(Task):
Copy, from the data below, each line that has the word "stone".

Collected data
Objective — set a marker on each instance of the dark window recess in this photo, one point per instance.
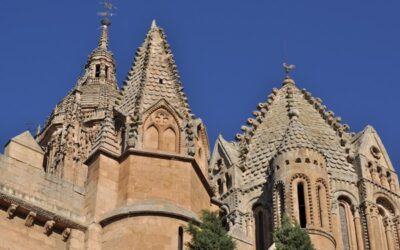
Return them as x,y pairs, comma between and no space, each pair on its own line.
97,74
260,231
302,205
228,181
180,238
107,69
320,206
220,187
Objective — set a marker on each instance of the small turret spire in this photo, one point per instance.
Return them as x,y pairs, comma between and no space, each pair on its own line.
103,43
153,24
288,68
105,23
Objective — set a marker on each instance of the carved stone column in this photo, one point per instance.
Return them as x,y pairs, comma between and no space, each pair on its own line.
357,224
374,175
250,226
397,226
93,236
372,223
384,180
336,227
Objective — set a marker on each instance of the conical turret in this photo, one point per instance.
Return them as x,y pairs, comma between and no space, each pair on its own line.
158,115
71,129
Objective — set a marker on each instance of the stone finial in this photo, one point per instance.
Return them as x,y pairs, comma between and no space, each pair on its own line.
30,218
66,233
153,24
294,113
11,211
288,68
48,227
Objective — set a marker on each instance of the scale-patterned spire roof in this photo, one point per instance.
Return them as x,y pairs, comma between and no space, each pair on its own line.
153,77
291,118
295,135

(Result below):
Objective — set a marker on each instance of the carved stone column in this photo, one point per instance.
Objective — set a marker on each instance of the stone finial in this photo, one point per instance.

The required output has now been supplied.